(Your goal): Pull out every line in the entries below that contains the string "skirt" and copy each one. Case matters.

[Image point annotation entries]
○ ○ ○ ○ ○ ○ ○
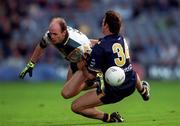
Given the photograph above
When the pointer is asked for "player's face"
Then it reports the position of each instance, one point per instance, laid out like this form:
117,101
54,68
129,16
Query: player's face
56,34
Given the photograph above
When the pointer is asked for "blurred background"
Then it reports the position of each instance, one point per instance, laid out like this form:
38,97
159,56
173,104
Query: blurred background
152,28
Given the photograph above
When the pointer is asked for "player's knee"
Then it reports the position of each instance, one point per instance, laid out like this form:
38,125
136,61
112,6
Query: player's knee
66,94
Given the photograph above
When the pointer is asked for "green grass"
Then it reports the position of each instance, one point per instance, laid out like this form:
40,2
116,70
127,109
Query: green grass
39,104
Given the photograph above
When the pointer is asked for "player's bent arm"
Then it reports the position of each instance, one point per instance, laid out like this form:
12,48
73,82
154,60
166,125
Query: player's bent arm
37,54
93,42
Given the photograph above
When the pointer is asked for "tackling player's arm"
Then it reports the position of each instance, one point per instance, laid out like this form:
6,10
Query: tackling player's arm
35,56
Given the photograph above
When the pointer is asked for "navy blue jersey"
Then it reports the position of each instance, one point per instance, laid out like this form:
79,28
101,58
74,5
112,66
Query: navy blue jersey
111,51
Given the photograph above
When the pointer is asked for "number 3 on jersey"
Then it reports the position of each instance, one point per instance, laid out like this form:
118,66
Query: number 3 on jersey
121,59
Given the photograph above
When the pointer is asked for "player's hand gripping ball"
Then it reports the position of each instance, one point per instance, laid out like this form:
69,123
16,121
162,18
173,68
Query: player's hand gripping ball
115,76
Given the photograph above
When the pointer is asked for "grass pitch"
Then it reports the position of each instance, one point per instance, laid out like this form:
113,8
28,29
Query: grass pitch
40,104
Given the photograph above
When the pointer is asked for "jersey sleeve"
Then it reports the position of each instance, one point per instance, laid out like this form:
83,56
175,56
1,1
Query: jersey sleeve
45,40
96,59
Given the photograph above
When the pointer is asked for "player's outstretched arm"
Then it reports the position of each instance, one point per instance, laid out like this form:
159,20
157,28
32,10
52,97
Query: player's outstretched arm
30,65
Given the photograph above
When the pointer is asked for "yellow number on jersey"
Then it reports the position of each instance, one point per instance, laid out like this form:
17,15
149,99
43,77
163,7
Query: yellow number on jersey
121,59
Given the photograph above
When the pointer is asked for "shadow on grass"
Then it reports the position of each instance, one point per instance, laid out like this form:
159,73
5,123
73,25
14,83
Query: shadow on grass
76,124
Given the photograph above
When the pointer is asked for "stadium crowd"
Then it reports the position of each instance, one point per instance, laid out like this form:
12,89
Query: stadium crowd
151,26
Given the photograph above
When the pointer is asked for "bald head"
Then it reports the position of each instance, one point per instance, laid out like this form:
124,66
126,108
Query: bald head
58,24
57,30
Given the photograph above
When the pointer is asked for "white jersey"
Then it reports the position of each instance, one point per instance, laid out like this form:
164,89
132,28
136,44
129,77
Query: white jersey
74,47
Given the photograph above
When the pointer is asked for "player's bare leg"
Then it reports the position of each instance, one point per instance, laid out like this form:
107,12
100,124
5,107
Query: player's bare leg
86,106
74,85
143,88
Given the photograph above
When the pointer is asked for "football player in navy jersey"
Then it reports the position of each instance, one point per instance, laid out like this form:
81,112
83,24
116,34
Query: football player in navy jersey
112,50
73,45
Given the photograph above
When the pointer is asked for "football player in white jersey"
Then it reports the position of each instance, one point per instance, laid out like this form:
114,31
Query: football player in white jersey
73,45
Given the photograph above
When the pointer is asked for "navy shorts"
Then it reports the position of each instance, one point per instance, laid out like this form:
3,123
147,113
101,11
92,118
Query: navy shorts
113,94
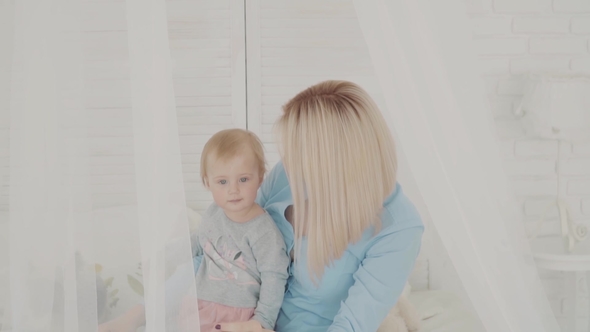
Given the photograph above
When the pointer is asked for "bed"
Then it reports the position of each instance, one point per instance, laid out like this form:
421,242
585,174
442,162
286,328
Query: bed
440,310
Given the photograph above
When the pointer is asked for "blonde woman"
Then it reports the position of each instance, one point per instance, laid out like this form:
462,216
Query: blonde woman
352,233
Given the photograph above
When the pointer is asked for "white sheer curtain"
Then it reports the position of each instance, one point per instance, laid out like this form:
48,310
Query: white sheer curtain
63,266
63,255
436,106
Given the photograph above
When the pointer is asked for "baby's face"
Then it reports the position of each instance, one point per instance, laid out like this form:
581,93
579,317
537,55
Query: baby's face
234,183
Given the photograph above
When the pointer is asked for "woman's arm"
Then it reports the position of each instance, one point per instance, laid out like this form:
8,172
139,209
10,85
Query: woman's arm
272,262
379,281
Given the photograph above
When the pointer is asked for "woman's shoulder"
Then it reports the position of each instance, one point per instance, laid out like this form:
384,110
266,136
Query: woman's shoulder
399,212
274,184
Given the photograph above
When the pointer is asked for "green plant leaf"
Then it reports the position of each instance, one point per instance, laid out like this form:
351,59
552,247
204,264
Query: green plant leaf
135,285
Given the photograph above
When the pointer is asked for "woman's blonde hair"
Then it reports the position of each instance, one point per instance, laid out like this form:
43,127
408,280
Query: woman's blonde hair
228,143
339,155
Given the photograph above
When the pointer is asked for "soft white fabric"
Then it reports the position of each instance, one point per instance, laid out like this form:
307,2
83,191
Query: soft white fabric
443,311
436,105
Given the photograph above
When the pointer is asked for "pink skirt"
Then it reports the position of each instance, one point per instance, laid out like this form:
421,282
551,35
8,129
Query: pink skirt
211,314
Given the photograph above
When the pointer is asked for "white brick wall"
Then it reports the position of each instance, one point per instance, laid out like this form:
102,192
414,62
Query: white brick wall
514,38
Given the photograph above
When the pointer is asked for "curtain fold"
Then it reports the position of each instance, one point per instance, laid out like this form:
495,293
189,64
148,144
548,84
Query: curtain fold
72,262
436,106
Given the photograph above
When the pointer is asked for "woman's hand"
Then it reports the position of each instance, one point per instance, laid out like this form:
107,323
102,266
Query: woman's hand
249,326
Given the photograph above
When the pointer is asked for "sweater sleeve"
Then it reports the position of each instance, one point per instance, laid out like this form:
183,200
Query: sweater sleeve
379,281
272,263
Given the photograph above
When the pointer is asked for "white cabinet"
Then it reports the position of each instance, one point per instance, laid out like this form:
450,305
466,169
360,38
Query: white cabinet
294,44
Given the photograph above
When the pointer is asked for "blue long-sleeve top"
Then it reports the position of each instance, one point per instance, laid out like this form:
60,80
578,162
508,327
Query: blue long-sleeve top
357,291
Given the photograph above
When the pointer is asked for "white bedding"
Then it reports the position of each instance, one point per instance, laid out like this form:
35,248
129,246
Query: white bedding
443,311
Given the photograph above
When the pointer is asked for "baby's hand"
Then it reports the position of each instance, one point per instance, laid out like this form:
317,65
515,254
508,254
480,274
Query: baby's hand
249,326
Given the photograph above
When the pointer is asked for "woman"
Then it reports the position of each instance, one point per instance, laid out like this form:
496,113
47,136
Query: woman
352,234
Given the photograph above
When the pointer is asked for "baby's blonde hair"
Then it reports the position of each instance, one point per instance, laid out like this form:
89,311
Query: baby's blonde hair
○ ○ ○ ○ ○ ○ ○
(Result below):
When the pointer is asked for "pink skirt"
Query: pink skirt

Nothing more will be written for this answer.